◆ Exercise passage ◆
Desperate Heathrow announces more pledges

With the government unable to announce a third runway at Heathrow without ignoring its own pledges, Heathrow has decided to ramp up its expansion campaign with five new pledges aimed at tempting local residents with promises that they will be better off with a bigger airport on their doorstep.

Heathrow CEO, John Holland-Kaye, announced the “five new pledges” in his keynote address at the 2016 Responsible Business Summit in London on 8th June. It was the spiel of a salesman desperate to sell a dodgy product before the door is slammed in his face.

Heathrow’s latest desperate pledges are:

1. Jobs – “Up to 40,000″ of them. Although they are trying to cut the wage bill by reducing the salary packages and increasing automation and technology. Hence the words “up to”. “Locals” are considered to be people who live in boroughs around the airport but the reality is that huge numbers of people arrive in these boroughs from all over the world in search of a job. They often get a job, ahead of a long-term resident, so it is questionable whether new jobs will help the children and grandchildren of existing residents. 

“Beds in sheds” and converted garages have sprung up all over boroughs near Heathrow simply to exploit the immigrant workforce and incomers looking for employment. 

Training opportunities are promised. Surely thousands of other businesses offer training. Heathrow is the size of a town so why would residents expect anything less?

◆ Tasks for this exercise ◆
1 > Update the Heathrow passage, writing out everything from "Heathrow CEO, John" down to "of existing residents.", but with "salesman" changed to "peddler".
2 > List every phrase that the Heathrow passage places inside quotation marks.
The rows that come next have no connection to the text above.

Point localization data
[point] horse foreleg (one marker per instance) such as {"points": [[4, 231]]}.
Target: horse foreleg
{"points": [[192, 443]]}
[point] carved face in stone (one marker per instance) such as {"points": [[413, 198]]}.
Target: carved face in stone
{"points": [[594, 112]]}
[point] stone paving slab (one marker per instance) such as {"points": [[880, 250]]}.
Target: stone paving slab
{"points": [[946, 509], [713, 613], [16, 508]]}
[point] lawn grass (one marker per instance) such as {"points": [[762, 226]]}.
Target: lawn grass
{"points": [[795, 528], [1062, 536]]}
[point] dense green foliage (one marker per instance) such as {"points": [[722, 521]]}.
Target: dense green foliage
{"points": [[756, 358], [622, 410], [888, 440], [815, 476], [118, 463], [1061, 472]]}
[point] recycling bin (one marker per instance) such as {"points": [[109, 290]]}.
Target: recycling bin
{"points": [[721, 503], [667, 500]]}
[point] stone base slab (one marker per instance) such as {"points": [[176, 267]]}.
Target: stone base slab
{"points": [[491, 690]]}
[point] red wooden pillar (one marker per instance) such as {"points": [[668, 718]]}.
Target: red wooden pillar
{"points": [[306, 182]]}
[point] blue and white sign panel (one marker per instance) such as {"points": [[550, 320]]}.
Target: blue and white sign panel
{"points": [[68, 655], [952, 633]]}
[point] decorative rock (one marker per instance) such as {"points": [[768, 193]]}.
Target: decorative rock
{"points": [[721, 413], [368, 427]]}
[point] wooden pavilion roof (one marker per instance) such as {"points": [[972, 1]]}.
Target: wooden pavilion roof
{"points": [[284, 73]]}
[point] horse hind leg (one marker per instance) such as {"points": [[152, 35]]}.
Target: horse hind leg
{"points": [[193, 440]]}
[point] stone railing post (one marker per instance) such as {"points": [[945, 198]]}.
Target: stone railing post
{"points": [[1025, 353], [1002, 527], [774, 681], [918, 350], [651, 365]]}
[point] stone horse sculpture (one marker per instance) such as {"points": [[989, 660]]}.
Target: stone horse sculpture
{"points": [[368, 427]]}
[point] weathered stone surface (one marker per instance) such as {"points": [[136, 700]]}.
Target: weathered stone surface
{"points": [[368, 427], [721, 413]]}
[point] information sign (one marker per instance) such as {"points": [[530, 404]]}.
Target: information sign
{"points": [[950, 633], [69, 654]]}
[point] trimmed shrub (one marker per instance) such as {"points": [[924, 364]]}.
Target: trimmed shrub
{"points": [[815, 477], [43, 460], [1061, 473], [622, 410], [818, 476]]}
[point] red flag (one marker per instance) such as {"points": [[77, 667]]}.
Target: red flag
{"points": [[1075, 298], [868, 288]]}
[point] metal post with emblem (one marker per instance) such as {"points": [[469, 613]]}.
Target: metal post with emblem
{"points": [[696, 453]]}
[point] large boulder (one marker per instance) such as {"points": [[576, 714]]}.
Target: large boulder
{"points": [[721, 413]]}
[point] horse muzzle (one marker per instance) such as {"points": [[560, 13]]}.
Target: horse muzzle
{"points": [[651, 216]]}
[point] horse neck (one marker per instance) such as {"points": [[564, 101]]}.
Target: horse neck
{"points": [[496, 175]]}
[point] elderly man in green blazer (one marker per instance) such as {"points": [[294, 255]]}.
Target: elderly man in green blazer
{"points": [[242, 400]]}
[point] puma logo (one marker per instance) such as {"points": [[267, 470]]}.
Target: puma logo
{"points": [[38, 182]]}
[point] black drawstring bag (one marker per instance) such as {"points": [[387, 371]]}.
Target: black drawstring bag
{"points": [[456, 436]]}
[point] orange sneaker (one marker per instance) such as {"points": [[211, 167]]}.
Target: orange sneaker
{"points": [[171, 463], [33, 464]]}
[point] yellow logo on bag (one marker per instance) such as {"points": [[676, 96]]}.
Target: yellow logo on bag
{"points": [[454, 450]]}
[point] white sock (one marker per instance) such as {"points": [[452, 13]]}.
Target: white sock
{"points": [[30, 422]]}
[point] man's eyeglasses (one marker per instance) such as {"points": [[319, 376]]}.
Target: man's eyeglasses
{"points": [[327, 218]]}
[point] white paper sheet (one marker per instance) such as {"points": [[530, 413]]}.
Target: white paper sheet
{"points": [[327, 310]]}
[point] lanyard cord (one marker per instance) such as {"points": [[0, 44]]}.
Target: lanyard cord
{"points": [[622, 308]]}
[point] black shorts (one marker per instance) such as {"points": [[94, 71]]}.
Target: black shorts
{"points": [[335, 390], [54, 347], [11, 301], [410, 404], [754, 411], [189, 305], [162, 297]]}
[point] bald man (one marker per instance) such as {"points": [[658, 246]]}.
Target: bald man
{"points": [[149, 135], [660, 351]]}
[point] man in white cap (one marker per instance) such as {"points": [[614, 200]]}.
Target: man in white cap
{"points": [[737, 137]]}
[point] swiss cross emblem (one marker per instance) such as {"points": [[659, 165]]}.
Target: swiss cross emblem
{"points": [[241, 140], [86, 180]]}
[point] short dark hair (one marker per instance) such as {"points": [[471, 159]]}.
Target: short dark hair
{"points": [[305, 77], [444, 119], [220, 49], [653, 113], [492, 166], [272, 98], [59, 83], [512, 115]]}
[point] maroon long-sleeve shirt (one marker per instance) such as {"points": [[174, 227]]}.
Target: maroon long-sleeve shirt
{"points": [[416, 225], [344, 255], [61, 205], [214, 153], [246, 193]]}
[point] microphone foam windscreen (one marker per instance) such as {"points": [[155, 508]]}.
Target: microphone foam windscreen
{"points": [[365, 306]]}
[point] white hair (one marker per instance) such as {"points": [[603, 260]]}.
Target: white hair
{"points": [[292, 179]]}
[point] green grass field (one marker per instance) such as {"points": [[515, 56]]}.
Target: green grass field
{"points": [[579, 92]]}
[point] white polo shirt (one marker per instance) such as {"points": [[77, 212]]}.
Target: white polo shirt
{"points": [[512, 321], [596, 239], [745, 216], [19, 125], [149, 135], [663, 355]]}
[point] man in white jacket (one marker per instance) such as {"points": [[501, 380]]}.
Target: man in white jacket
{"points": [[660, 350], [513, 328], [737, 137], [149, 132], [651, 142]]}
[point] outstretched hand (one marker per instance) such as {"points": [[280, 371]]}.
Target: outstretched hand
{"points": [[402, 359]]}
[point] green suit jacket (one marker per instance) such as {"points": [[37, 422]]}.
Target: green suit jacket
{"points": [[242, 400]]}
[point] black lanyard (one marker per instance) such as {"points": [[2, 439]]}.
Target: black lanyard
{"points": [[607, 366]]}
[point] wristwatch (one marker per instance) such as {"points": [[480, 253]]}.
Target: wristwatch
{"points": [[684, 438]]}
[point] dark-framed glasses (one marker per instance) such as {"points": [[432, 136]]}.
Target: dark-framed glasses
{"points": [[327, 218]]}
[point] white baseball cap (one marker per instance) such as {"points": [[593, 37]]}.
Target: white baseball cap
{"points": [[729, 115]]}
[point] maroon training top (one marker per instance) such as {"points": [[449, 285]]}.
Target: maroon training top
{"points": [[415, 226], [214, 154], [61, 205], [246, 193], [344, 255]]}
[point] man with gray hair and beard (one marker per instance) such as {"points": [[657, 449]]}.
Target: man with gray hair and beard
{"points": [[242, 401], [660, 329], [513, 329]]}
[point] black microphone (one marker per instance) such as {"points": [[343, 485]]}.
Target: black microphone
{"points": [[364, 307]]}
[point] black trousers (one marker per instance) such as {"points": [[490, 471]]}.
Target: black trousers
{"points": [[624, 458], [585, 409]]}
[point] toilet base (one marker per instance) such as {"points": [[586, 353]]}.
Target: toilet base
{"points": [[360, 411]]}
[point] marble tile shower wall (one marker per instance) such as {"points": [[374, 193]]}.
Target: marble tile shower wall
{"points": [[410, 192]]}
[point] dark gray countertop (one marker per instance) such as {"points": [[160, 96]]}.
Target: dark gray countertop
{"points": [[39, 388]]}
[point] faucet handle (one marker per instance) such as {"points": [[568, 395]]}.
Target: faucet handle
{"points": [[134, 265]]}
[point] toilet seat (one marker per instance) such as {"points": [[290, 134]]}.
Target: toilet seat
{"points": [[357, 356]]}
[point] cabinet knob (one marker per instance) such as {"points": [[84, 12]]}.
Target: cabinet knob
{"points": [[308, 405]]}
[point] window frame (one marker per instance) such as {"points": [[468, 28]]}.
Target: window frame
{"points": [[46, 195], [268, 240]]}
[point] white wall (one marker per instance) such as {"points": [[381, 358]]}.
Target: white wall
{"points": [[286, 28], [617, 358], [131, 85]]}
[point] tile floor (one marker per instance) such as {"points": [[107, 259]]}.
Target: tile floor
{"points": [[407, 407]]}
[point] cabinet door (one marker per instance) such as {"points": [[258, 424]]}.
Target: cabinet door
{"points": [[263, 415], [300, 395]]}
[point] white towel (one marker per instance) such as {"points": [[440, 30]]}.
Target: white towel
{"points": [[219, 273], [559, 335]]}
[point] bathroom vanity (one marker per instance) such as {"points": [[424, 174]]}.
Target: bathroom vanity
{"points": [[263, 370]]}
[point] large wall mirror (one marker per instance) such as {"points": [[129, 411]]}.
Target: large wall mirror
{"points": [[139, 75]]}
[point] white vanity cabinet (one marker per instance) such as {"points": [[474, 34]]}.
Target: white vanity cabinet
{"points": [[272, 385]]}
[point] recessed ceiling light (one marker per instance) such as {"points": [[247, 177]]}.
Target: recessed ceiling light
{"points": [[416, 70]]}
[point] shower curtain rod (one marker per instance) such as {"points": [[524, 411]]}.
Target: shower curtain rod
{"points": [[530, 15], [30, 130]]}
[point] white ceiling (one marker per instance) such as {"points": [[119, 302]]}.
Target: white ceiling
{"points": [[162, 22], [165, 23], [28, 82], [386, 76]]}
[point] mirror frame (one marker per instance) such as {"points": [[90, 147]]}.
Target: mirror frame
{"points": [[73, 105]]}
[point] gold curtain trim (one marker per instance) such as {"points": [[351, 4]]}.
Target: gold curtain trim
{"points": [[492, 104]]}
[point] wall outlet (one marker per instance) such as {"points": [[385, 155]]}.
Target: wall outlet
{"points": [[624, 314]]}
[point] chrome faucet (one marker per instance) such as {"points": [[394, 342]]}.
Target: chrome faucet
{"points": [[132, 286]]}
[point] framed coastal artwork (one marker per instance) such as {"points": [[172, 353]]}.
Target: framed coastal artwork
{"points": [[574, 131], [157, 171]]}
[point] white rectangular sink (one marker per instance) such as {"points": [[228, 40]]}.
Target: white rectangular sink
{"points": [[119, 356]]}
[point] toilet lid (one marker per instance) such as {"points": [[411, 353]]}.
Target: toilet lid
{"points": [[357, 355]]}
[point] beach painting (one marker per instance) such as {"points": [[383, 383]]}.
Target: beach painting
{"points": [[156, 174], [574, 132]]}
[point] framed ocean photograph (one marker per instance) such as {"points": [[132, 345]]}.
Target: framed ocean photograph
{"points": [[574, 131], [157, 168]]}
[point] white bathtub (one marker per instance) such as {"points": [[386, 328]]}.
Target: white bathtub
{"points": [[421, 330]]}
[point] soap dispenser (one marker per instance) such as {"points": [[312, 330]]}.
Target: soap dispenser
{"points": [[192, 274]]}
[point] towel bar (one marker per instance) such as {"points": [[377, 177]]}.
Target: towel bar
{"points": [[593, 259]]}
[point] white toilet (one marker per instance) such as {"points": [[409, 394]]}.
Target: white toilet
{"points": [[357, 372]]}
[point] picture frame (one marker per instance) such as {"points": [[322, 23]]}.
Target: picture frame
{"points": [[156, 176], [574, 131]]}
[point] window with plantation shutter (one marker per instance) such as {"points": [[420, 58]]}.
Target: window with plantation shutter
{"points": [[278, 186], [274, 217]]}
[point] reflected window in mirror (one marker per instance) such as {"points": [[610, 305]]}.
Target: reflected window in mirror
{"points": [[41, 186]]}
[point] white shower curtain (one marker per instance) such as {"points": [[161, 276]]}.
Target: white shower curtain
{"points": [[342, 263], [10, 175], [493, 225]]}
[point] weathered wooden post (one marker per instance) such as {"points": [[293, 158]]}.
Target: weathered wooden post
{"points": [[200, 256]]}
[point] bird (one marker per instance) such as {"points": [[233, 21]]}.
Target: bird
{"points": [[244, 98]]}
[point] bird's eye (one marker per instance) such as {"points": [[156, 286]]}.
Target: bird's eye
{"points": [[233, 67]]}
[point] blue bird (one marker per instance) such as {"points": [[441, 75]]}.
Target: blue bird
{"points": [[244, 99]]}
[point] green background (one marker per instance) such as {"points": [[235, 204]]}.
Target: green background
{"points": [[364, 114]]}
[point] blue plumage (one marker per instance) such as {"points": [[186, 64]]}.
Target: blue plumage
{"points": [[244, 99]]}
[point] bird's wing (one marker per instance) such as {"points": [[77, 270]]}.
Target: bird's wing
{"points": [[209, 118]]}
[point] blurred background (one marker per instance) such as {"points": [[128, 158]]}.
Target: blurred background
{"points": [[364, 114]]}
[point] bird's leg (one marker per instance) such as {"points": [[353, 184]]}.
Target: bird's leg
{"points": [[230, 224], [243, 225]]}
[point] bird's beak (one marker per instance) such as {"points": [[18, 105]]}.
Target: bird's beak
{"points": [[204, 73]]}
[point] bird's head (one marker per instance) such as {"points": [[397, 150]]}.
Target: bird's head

◆ Task-by-task outputs ◆
1 >
Heathrow CEO, John Holland-Kaye, announced the “five new pledges” in his keynote address at the 2016 Responsible Business Summit in London on 8th June. It was the spiel of a peddler desperate to sell a dodgy product before the door is slammed in his face.

Heathrow’s latest desperate pledges are:

1. Jobs – “Up to 40,000″ of them. Although they are trying to cut the wage bill by reducing the salary packages and increasing automation and technology. Hence the words “up to”. “Locals” are considered to be people who live in boroughs around the airport but the reality is that huge numbers of people arrive in these boroughs from all over the world in search of a job. They often get a job, ahead of a long-term resident, so it is questionable whether new jobs will help the children and grandchildren of existing residents.

2 >
five new pledges
Up to 40,000
up to
Locals
Beds in sheds